┏━━

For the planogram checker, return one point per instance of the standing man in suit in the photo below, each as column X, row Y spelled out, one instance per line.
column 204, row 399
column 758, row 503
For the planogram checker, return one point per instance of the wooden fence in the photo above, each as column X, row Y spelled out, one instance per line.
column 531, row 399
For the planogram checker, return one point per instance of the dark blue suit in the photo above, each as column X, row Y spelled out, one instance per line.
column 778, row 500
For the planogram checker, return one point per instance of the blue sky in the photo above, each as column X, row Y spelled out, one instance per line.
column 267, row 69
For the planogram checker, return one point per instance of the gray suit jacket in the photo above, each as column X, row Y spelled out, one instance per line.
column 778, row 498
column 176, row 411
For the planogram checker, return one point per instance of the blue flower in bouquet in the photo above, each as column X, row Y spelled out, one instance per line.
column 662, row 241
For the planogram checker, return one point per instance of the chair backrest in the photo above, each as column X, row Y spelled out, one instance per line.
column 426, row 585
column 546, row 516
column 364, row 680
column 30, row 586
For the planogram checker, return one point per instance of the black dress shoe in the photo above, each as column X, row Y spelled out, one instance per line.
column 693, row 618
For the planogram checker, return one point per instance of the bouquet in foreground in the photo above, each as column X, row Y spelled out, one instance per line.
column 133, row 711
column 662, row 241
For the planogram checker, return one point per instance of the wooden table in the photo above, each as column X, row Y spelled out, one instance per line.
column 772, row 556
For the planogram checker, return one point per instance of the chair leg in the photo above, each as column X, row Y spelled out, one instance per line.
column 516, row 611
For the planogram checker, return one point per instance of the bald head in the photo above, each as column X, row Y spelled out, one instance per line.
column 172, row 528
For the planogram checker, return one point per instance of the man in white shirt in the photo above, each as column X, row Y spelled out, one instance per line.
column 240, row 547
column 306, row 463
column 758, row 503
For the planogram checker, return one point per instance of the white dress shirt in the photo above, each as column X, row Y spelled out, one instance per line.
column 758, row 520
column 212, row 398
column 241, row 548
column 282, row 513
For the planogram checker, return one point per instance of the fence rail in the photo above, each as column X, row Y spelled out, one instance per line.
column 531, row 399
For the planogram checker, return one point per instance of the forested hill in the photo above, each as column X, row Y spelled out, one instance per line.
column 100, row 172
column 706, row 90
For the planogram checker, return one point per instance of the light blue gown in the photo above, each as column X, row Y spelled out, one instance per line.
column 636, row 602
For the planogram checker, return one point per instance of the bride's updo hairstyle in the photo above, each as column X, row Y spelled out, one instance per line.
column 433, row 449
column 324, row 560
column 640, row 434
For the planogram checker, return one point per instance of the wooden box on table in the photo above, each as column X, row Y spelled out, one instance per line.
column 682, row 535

┗━━

■ Assignment
An exact copy of the lines from the one containing "of the fence" through the end of the entries is required, and nothing beyond them.

■ Response to the task
For the planogram checker, return one point per instance of the fence rail in the photo above, each as column X, row Y spelled out, one instance per line.
column 531, row 399
For the planogram checker, return one point per instance of the forested hill in the photo above, each as column X, row Y spelled out, one instance per line.
column 100, row 172
column 706, row 90
For the planogram checker, return one point per instance of the light blue gown in the photo above, each as column X, row Y spelled out, one instance per line.
column 636, row 602
For the planogram checker, return one point per instance of the bride's updo hairstyle in the photo above, each as column X, row Y spelled out, one instance per line.
column 433, row 449
column 324, row 560
column 640, row 434
For the planogram checker, return one point per instance of the wooden box on table in the photo above, each as column X, row Y spelled out, one instance per line.
column 682, row 535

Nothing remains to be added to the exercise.